▶ _Source text_
<<<<

Banks Are Lying About HB25-1282 - Here’s What They Don’t Want You to Know

Lately, a wave of misinformation - driven by the banking lobby - has flooded inboxes and airwaves. Their goal? To sink a straightforward, commonsense bill: HB25-1282. Their ads claim the bill will hurt consumers, destabilize the payment system, and threaten access to credit. But here’s the truth: HB25-1282 simply prohibits credit card companies from charging swipe fees on sales tax and tips - money that doesn’t belong to the business in the first place.

Let’s be clear: this bill doesn’t eliminate interchange fees. It doesn’t prevent customers from using credit or debit cards. It doesn’t force small businesses to change how they operate. What it does is stop Visa, Mastercard, and other payment networks from taking a percentage cut of taxes and gratuities - charges that go to the government or workers, not to the business.

A quick clarification: if you’ve tipped a server with a credit card, the full tip still goes to the server. But the business pays a swipe fee on the entire amount - including the tip. So, while the server remains whole, the restaurant takes a hit on money it never keeps. It's the same with sales tax: when you buy something and pay tax, the credit card companies charge the merchant a fee on the total, including the tax. HB25-1282 stops that. That’s it.

Misinformation vs. Reality

The banking lobby is throwing out wild claims - none of them grounded in fact:

  • “It will break the payment system.”
    Not true. Payment networks already process itemized sales tax through Level 2 and Level 3 data for corporate and government cards. The infrastructure exists. They just don’t want to apply it broadly because it would trim their profit margins.

  • “It will destroy rewards programs.”
    They said the same thing after the Durbin Amendment. Banks adapted, and rewards continued. The real issue? These programs are funded by charging higher fees to merchants, which then raise prices for everyone - whether they use rewards or not.

  • “It will create compliance nightmares.”

>>>>

▶ _Data entries_
<<<<

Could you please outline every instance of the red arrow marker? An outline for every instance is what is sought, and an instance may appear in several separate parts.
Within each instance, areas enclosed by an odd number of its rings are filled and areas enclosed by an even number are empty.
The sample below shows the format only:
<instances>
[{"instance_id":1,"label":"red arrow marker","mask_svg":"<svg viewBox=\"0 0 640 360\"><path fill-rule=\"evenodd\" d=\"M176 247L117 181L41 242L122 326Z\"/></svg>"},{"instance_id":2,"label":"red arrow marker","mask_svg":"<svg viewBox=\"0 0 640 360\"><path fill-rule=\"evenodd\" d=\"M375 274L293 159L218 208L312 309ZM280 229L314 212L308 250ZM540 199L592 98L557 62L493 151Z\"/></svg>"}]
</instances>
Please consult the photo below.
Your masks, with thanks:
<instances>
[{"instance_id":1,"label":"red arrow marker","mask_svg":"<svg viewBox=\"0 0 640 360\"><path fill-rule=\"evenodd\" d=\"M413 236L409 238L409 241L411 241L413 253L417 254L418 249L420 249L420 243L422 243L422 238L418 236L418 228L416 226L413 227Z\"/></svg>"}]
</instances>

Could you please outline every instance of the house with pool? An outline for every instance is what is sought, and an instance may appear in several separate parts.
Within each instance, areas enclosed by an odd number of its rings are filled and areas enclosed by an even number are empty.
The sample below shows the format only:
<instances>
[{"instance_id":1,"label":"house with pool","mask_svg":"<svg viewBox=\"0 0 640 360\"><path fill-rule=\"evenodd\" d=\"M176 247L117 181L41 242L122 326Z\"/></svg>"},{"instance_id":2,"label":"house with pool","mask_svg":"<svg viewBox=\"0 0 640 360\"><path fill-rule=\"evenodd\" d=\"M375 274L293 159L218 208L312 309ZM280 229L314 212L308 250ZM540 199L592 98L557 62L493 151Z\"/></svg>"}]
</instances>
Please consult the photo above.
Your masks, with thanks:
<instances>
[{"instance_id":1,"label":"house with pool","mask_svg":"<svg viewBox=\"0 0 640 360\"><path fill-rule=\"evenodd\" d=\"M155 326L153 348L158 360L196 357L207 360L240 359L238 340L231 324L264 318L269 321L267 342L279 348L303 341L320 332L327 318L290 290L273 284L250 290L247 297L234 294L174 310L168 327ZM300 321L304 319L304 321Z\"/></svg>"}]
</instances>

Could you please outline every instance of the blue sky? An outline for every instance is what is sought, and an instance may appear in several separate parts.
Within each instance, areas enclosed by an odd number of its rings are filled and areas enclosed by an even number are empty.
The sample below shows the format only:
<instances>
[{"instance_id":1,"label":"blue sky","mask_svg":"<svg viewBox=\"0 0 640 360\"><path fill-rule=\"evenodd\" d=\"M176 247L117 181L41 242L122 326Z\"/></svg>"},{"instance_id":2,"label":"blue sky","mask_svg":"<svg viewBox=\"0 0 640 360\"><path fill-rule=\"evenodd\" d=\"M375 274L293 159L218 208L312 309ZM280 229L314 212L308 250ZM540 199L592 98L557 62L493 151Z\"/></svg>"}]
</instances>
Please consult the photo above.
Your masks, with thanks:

>>>>

▶ _Work item_
According to the text on HB25-1282, why does a restaurant lose money when a customer tips a server with a credit card, even though the server receives the full tip?

▶ _Solution for this exercise_
The business pays a swipe fee on the entire charge, including the tip. The full tip still goes to the server, so the restaurant pays a fee on money it never keeps.